**Objective**
Reproduce word for word everything in the entries from the line containing "drop a point: the blue sky" down to the last line of the entries, including both of those lines.

**Given data**
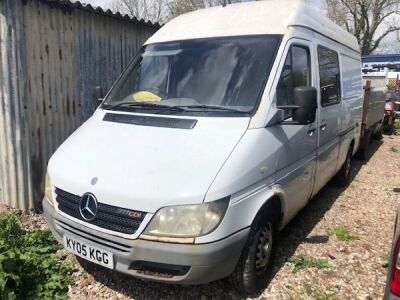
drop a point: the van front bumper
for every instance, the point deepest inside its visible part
(157, 261)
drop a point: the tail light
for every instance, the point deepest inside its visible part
(395, 279)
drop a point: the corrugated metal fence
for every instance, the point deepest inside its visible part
(52, 53)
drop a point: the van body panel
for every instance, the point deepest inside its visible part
(145, 168)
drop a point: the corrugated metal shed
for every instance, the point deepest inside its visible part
(52, 53)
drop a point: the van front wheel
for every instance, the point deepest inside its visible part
(252, 273)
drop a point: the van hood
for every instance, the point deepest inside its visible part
(144, 167)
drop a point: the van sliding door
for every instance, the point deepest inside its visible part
(329, 112)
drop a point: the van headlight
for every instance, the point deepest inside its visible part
(186, 221)
(48, 191)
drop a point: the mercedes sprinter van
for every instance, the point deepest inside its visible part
(224, 125)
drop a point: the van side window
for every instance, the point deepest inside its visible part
(296, 72)
(329, 75)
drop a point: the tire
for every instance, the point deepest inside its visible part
(254, 268)
(379, 134)
(363, 152)
(342, 178)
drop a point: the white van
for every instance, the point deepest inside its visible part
(221, 129)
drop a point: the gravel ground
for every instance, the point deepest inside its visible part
(366, 208)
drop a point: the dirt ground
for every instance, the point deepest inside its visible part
(366, 208)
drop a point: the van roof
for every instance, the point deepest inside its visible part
(251, 18)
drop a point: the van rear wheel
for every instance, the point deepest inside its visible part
(253, 271)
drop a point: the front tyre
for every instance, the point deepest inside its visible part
(252, 273)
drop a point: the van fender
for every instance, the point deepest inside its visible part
(243, 209)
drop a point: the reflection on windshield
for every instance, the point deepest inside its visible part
(224, 73)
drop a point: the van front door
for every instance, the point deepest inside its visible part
(328, 116)
(296, 158)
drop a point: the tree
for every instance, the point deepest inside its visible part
(370, 21)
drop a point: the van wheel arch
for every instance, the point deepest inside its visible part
(254, 268)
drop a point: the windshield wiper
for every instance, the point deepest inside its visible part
(212, 107)
(142, 105)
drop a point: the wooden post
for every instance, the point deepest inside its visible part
(367, 92)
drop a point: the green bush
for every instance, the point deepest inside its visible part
(303, 261)
(29, 265)
(342, 234)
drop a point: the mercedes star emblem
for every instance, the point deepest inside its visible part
(88, 207)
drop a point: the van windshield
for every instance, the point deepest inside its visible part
(217, 76)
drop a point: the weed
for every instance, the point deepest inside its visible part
(29, 265)
(342, 234)
(303, 262)
(397, 127)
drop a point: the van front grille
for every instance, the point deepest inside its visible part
(108, 217)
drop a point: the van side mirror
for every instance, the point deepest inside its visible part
(305, 100)
(97, 96)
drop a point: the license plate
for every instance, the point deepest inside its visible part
(89, 252)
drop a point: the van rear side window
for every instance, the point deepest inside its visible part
(329, 75)
(296, 72)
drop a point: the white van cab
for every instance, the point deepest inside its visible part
(221, 129)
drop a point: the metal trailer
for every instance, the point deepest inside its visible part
(372, 116)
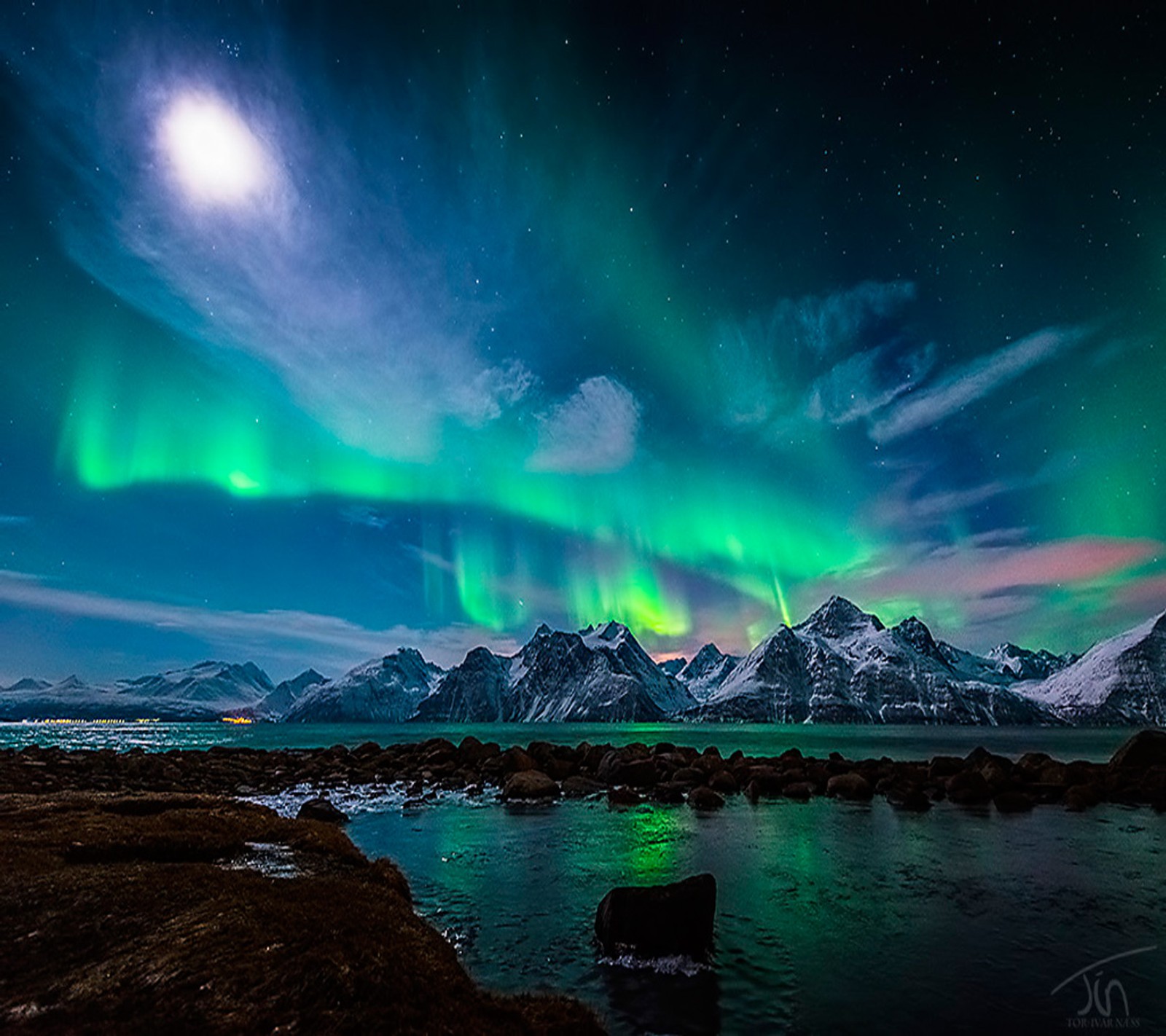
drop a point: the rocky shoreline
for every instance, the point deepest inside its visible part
(627, 775)
(166, 913)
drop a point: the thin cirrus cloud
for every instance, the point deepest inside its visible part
(963, 386)
(762, 363)
(592, 431)
(357, 316)
(303, 637)
(991, 570)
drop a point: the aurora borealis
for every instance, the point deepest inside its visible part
(328, 329)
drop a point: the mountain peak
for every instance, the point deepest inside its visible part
(839, 618)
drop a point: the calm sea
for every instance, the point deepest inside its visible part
(832, 917)
(754, 739)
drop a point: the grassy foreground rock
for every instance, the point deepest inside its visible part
(159, 913)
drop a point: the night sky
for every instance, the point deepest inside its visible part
(326, 330)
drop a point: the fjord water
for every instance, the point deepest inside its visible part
(854, 742)
(832, 917)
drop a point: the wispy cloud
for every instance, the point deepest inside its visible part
(332, 278)
(963, 386)
(866, 382)
(763, 365)
(594, 431)
(306, 637)
(837, 321)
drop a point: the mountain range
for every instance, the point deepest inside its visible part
(840, 666)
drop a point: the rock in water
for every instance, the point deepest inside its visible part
(849, 785)
(1146, 748)
(530, 785)
(321, 809)
(659, 919)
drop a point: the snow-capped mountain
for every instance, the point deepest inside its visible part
(707, 672)
(1119, 680)
(208, 690)
(384, 690)
(287, 692)
(840, 666)
(598, 674)
(845, 666)
(1024, 664)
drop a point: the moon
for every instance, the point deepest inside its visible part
(214, 155)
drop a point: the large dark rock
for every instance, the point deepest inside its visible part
(530, 785)
(321, 809)
(1146, 748)
(705, 798)
(849, 785)
(660, 919)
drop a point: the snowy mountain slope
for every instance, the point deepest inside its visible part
(287, 692)
(707, 672)
(600, 674)
(208, 690)
(383, 690)
(1119, 680)
(845, 666)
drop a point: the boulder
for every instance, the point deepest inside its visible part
(1146, 748)
(580, 787)
(670, 791)
(659, 921)
(705, 798)
(1081, 797)
(724, 782)
(911, 800)
(622, 795)
(530, 785)
(321, 809)
(688, 777)
(849, 785)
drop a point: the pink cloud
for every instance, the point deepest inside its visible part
(991, 570)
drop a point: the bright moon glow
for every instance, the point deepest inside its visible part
(215, 157)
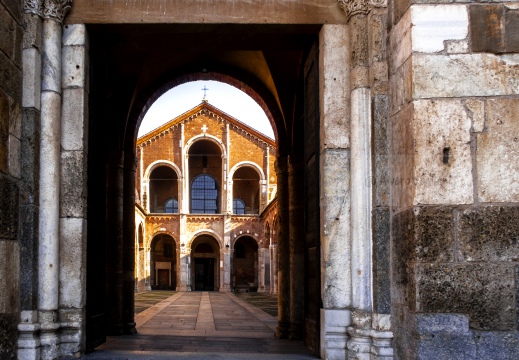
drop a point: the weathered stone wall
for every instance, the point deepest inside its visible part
(454, 180)
(11, 137)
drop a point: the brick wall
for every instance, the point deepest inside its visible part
(454, 180)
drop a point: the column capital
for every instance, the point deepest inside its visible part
(48, 9)
(360, 7)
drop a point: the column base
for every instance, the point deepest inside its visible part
(28, 336)
(334, 337)
(296, 331)
(282, 330)
(225, 288)
(183, 288)
(129, 329)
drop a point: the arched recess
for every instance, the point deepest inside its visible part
(205, 163)
(120, 96)
(245, 264)
(163, 262)
(205, 259)
(247, 186)
(163, 186)
(141, 278)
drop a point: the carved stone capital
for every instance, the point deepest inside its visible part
(354, 7)
(34, 7)
(360, 7)
(56, 9)
(48, 9)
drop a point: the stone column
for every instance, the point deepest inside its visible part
(28, 329)
(130, 164)
(48, 263)
(184, 261)
(73, 193)
(283, 231)
(297, 245)
(114, 241)
(273, 268)
(334, 88)
(226, 254)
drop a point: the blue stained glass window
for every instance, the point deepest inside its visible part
(204, 195)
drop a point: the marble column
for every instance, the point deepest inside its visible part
(130, 165)
(283, 231)
(29, 327)
(334, 87)
(273, 268)
(359, 344)
(53, 13)
(297, 245)
(73, 192)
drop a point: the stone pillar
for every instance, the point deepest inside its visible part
(28, 328)
(130, 164)
(73, 193)
(48, 263)
(334, 88)
(114, 241)
(283, 230)
(226, 257)
(273, 268)
(297, 245)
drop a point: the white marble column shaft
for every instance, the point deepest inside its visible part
(361, 198)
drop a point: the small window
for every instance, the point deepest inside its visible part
(171, 206)
(239, 250)
(204, 195)
(238, 207)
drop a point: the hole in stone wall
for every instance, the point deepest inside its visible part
(446, 155)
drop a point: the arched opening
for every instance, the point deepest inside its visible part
(163, 196)
(120, 95)
(205, 255)
(140, 274)
(205, 170)
(246, 190)
(163, 255)
(245, 265)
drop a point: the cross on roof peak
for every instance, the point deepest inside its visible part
(205, 93)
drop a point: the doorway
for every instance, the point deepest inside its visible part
(205, 254)
(204, 274)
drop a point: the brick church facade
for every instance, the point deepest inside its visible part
(205, 193)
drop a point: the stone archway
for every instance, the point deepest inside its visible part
(163, 263)
(205, 259)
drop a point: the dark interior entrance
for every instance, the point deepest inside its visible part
(204, 274)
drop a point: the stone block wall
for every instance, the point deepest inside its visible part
(454, 180)
(11, 138)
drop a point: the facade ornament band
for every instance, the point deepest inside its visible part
(48, 9)
(360, 7)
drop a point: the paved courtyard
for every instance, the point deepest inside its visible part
(202, 325)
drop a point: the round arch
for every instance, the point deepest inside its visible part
(200, 137)
(247, 164)
(207, 232)
(159, 163)
(231, 75)
(163, 261)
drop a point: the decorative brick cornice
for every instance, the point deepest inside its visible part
(48, 9)
(359, 7)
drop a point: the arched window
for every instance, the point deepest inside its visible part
(238, 207)
(171, 206)
(204, 195)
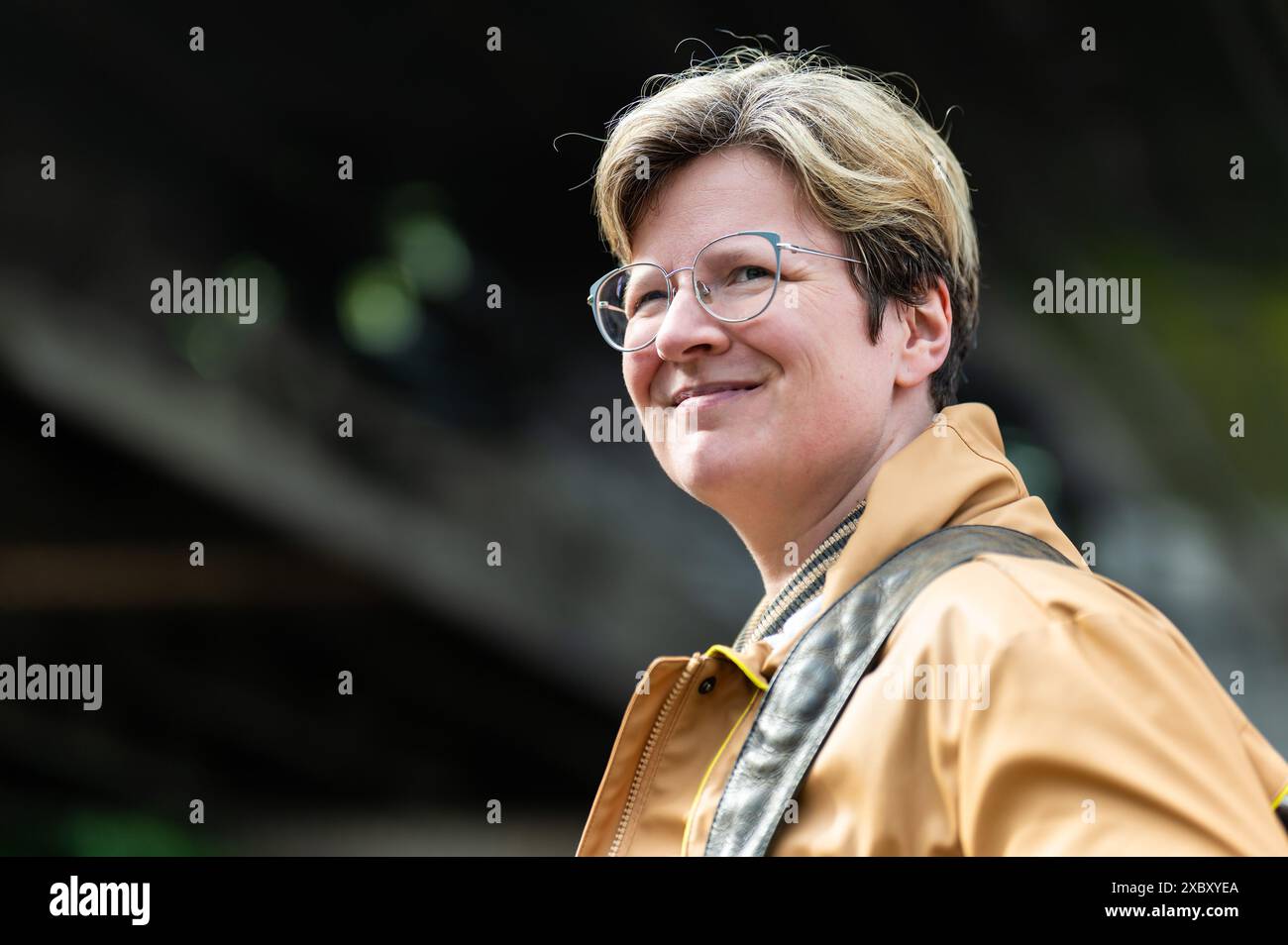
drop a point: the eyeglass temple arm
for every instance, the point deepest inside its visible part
(816, 253)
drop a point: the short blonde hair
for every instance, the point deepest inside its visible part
(870, 165)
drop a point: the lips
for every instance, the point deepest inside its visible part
(712, 387)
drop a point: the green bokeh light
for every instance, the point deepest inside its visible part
(377, 310)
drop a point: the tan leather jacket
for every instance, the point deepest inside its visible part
(1083, 724)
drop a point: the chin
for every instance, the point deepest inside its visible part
(708, 471)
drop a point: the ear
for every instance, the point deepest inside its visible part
(927, 332)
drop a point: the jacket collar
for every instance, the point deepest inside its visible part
(954, 472)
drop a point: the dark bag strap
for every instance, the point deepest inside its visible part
(823, 670)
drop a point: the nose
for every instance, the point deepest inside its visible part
(688, 330)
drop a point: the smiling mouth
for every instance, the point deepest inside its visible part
(711, 395)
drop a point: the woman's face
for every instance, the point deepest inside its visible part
(815, 416)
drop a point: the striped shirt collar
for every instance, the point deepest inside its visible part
(804, 584)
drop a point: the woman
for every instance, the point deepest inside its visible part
(799, 287)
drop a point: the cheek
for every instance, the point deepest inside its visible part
(638, 372)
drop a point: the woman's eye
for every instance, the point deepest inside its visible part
(648, 303)
(751, 271)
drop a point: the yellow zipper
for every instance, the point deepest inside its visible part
(644, 757)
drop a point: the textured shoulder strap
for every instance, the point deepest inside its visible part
(815, 680)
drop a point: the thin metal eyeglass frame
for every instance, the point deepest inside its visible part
(774, 240)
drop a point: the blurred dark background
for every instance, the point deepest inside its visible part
(476, 682)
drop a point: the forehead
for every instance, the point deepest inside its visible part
(716, 193)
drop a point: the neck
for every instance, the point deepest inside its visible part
(806, 523)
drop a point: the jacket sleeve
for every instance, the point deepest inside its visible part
(1107, 735)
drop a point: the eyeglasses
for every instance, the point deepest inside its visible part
(734, 278)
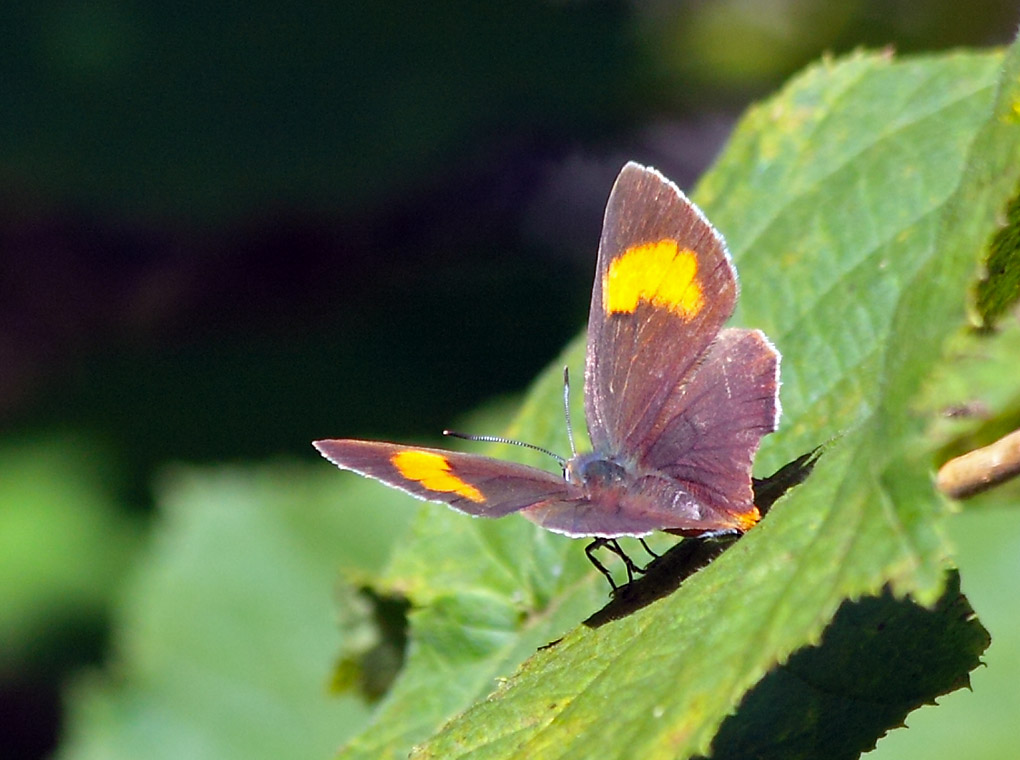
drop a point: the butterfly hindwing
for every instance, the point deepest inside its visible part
(468, 483)
(711, 425)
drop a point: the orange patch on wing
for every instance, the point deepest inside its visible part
(432, 471)
(749, 519)
(660, 273)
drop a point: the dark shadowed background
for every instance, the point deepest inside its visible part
(226, 230)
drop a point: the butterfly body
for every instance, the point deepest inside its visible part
(675, 404)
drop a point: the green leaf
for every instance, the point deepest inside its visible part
(63, 543)
(856, 203)
(228, 631)
(880, 658)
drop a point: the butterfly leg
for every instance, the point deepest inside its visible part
(590, 553)
(614, 546)
(649, 549)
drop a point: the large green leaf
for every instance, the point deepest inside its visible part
(856, 203)
(228, 630)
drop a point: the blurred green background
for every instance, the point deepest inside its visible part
(227, 230)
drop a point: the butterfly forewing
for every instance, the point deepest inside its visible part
(468, 483)
(663, 288)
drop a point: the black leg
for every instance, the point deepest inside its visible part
(590, 551)
(649, 549)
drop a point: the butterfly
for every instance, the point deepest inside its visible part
(675, 404)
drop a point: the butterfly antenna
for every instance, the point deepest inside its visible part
(566, 408)
(501, 440)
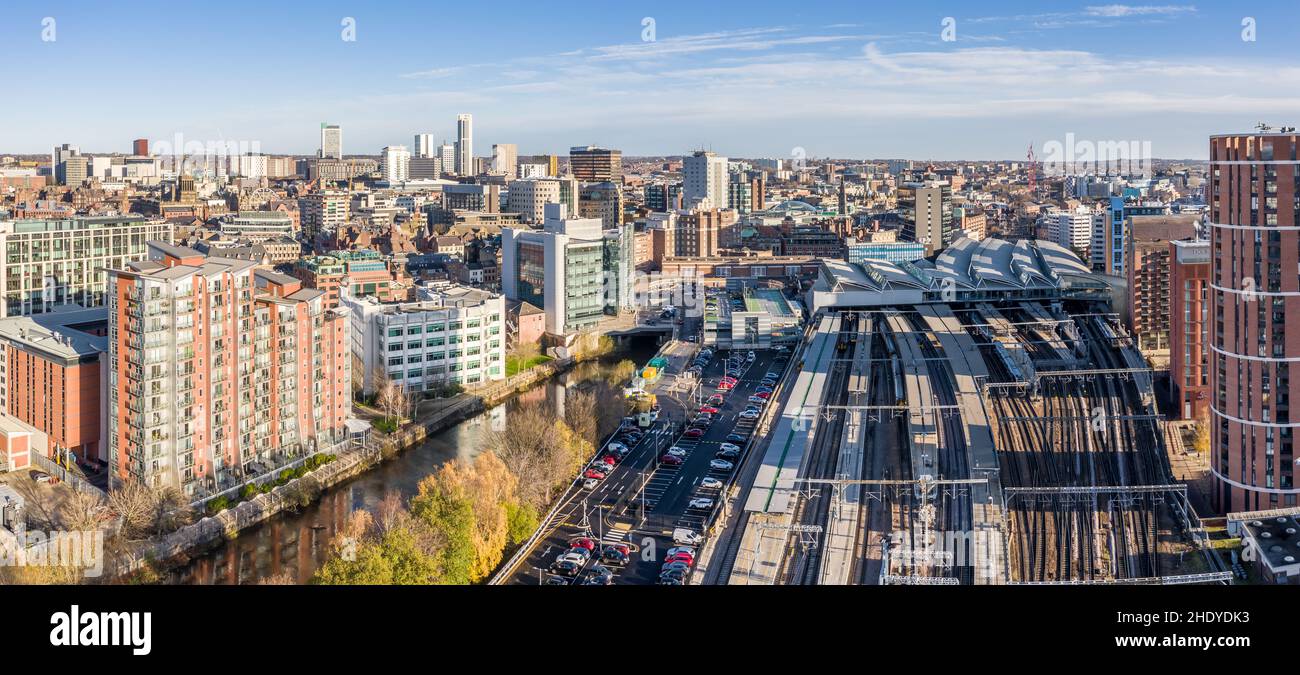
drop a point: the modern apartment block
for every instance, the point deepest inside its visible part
(1148, 276)
(703, 180)
(927, 213)
(1255, 247)
(451, 334)
(1188, 327)
(52, 263)
(528, 197)
(594, 164)
(560, 269)
(51, 377)
(219, 372)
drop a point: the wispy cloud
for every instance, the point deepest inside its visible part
(1138, 11)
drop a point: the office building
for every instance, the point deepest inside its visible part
(51, 263)
(450, 334)
(1255, 236)
(323, 211)
(596, 164)
(1149, 278)
(601, 200)
(258, 225)
(466, 145)
(529, 198)
(1188, 328)
(559, 269)
(362, 272)
(332, 142)
(703, 181)
(220, 372)
(395, 164)
(927, 213)
(859, 251)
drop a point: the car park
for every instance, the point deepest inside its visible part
(566, 567)
(687, 536)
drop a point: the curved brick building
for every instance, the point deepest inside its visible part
(1255, 242)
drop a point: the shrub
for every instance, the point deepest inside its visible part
(219, 505)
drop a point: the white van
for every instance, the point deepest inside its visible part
(687, 537)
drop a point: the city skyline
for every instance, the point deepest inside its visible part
(771, 82)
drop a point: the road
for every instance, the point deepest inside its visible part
(641, 500)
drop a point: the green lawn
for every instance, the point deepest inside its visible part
(514, 364)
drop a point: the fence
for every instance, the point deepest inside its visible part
(57, 471)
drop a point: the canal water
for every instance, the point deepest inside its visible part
(299, 542)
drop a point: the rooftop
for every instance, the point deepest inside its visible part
(64, 333)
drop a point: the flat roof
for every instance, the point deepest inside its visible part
(59, 333)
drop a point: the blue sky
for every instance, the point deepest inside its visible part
(754, 78)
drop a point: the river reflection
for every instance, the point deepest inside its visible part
(298, 542)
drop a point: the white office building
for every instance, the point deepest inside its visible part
(451, 334)
(395, 164)
(705, 181)
(423, 146)
(332, 142)
(466, 145)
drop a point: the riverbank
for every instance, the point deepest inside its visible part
(178, 549)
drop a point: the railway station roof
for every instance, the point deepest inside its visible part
(974, 269)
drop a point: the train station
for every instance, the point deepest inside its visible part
(976, 419)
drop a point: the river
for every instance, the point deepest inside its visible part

**Full output**
drop a point: the blue sky
for every instance, the point deepest inside its visible part
(754, 78)
drop a point: the river reflection
for every instance, the point deepest inside its visible part
(298, 542)
drop a point: the white office building
for every instance, the point deepest inside its visible part
(451, 334)
(395, 164)
(705, 181)
(423, 146)
(332, 142)
(466, 145)
drop a point: the riverbank
for every instance, the point deepest inside its visible part
(178, 549)
drop a point: the railway station roof
for every instance, the point deepest inside its visible part
(974, 269)
drop a point: the train station
for every instance, the point deepest inside its visible part
(976, 419)
drop a point: the river
for every instance, the point deepest inside its visible part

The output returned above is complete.